▶ _EXCERPT PROVIDED_:
......
==========================
Elitism and elite archives
==========================

:Author: Olivier Grisel <olivier.grisel@ensta.org>
:Description: Elitist strategies in evogrid

.. sectnum::    :depth: 2
.. contents::   :depth: 2

Definitions
===========

In evolutionary computing, elitism comes in two flavours: strong and weak
elitism:

 - strong elitism implies that the best replicators are always kept in the
   pool of evolving replicators.

 - weak elitism make best replicators 'tend to' probabilistically remain in
   the evolving pool but this is not 100% guaranteed.

Weak elitism is a way to prevent premature convergence of the evolving pool to
a local optimum by relaxing the selective pressure.
......
▶ _WORKING DATA_:
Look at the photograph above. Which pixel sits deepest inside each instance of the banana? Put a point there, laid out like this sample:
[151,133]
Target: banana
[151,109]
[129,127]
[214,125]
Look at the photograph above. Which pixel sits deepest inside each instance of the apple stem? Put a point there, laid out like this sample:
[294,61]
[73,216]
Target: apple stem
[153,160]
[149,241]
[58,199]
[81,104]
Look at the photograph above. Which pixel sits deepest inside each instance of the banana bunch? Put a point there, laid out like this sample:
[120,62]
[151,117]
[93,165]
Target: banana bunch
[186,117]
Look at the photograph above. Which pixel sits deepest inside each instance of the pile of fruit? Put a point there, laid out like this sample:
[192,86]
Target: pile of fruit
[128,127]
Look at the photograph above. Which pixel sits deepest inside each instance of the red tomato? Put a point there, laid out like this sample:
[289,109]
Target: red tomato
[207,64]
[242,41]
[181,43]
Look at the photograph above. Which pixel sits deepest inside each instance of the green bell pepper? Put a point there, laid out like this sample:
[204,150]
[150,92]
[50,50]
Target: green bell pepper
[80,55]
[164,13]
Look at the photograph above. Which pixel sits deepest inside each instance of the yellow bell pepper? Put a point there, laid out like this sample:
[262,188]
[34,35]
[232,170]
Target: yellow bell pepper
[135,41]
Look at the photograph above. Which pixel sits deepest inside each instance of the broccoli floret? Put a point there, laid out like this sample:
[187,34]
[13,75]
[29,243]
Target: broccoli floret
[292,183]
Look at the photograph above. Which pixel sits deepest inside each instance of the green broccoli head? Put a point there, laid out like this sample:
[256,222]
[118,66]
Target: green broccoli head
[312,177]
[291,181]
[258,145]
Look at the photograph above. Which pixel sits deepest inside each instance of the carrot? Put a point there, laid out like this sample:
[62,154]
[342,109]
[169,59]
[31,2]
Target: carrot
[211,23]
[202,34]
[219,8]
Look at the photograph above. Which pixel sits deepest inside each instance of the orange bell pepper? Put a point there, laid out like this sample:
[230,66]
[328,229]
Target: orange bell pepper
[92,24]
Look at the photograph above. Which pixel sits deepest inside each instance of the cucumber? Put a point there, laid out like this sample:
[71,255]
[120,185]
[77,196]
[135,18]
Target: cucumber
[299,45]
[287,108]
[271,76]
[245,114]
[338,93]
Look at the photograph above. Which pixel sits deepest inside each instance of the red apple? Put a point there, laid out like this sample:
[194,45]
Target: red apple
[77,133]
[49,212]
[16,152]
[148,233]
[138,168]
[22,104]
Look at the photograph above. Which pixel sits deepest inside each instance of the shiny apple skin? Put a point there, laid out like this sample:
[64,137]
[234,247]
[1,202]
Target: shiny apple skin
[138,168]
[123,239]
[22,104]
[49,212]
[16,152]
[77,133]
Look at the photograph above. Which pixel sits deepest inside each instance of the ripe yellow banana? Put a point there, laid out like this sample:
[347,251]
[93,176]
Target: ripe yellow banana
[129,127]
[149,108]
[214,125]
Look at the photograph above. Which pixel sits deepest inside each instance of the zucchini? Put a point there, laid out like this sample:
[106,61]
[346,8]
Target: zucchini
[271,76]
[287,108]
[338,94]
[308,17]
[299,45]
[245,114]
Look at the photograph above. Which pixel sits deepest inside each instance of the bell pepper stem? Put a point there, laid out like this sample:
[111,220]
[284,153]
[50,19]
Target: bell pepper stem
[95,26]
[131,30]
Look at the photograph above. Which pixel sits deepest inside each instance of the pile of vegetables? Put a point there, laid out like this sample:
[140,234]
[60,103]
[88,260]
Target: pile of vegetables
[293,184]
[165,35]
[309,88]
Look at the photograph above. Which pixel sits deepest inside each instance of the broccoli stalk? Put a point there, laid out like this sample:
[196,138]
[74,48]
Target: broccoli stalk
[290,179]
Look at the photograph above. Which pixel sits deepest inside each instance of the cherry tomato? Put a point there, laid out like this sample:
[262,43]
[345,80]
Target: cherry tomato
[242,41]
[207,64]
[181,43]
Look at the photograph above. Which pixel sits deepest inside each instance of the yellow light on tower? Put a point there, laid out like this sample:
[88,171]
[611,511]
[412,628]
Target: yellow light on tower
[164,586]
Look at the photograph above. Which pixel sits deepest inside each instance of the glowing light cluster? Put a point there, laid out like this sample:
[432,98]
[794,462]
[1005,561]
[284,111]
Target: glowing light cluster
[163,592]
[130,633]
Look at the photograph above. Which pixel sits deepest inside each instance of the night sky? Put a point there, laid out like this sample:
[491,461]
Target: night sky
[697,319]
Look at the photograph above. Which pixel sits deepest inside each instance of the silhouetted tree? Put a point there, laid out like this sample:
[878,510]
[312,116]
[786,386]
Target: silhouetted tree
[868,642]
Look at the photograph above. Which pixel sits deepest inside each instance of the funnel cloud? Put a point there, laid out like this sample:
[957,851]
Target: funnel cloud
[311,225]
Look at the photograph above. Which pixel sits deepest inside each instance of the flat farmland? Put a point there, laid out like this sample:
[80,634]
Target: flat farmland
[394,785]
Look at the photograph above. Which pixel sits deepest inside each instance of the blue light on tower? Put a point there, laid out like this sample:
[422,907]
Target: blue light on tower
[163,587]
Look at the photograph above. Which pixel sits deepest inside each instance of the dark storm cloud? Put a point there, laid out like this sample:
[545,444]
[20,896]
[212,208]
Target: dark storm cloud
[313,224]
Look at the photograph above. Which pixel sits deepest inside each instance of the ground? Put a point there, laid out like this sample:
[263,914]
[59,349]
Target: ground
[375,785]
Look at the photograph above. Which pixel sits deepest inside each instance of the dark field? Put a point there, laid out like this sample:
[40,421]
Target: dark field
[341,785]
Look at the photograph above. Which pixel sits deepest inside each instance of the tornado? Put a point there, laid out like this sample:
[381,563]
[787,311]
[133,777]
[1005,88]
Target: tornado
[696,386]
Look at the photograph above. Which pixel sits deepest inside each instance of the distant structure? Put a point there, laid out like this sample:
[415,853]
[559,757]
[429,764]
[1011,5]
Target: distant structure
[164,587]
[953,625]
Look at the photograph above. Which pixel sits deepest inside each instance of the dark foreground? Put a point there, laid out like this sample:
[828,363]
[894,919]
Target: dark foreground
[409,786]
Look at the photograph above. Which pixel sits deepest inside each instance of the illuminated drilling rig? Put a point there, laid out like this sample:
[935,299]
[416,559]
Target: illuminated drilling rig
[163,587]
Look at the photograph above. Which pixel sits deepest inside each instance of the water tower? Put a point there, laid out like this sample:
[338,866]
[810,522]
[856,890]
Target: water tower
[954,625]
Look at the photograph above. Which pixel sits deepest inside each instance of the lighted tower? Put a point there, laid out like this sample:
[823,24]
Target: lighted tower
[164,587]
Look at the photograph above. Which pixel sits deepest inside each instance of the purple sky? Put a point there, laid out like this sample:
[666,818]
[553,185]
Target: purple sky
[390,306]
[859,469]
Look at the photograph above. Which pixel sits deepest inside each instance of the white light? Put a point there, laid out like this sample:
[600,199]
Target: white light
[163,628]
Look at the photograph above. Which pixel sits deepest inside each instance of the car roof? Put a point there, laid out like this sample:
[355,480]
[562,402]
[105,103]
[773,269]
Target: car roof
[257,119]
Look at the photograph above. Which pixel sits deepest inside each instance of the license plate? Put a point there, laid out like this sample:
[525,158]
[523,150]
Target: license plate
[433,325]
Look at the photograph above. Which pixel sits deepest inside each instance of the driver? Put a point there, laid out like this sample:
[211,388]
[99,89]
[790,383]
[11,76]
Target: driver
......
▶ _OBJECTIVE 1_: Transcribe the passage of the elitism text above that opens with the words containing "In evolutionary computing, elitism" and closes with "of evolving replicators.".
▶ _OBJECTIVE 2_: Gather every line of the records above that contains the string "orange", matching its capitalization exactly.

▶ _COMPLETE OUTPUT 1_:
In evolutionary computing, elitism comes in two flavours: strong and weak
elitism:

 - strong elitism implies that the best replicators are always kept in the
   pool of evolving replicators.

▶ _COMPLETE OUTPUT 2_:
Look at the photograph above. Which pixel sits deepest inside each instance of the orange bell pepper? Put a point there, laid out like this sample:
Target: orange bell pepper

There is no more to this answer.